Source data:
______

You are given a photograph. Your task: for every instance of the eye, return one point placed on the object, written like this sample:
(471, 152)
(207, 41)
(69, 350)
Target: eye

______

Your assignment:
All of the data, from the first line to the last, should be written out exactly.

Result:
You are given a photograph. Your task: for every instance of the eye, return one point placed on the object, written like this sample:
(471, 152)
(207, 41)
(69, 350)
Target: eye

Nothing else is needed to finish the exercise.